> _OBJECTIF_:
Répondez à ces questions à partir du passage sur Lady Ponce :
(a) Quel est le titre de son dernier album ?
(b) À quel ministre lance-t-elle un appel au secours ?
(c) Combien de temps vient-elle de passer en studio ?

> _PASSAGE CHOISI_:

§

La star du bikutsi parle de « La loi du talion », son dernier album, de la jalousie dont elle se dit victime et donne des conseils aux jeunes chanteurs. Par ailleurs, elle lance un appel au secours au ministre des Arts et de la Culture.
Lady Ponce. Photo Culturebene. |
Vous venez de passer deux mois en studio où vous avez à nouveau enregistré votre 4ème et dernier album, « La loi du talion », pourtant officiellement sorti en novembre 2011. Que s’est-il passé ?

§

[Entrées de données enregistrées]

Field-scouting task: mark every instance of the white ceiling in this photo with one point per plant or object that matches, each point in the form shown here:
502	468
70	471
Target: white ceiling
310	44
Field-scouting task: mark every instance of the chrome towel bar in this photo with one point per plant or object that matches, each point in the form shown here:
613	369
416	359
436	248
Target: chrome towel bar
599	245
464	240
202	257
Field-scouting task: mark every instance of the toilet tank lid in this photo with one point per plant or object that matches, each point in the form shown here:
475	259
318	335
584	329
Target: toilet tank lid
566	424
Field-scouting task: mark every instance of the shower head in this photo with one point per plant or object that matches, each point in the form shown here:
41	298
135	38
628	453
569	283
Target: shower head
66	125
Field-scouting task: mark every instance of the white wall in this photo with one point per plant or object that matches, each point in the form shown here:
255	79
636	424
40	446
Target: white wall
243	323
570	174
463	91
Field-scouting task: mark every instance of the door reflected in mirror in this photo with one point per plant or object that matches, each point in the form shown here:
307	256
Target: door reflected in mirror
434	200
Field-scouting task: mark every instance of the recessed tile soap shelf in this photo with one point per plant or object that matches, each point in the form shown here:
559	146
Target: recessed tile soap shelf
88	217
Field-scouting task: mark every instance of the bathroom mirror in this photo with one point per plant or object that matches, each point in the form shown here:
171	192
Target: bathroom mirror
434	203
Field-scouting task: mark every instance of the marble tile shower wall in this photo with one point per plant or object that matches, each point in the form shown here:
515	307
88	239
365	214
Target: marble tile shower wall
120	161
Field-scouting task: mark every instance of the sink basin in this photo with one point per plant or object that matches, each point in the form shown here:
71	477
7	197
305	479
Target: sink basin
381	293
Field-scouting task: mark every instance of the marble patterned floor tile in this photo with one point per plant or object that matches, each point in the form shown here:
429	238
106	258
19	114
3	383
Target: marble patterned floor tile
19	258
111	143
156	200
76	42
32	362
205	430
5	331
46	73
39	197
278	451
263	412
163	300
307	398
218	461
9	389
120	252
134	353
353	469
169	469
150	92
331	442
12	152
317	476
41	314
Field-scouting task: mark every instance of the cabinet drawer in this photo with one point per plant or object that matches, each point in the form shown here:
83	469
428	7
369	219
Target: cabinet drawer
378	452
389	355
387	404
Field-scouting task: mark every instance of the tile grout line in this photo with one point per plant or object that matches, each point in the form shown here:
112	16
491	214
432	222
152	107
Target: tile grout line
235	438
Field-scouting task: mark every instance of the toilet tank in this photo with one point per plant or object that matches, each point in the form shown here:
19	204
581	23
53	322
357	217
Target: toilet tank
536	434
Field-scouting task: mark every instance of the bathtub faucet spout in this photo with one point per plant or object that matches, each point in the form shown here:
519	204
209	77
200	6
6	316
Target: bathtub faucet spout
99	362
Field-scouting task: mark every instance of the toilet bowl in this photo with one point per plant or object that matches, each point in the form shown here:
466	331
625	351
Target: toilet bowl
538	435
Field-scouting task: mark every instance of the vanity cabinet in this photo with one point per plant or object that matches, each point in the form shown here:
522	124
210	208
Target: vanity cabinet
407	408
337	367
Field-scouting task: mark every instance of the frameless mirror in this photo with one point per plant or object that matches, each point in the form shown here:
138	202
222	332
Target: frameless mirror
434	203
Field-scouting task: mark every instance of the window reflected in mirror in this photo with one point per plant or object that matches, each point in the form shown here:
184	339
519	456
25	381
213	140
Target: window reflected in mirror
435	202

§

> _RÉPONSE ATTENDUE_:
(a) « La loi du talion »
(b) Au ministre des Arts et de la Culture
(c) Deux mois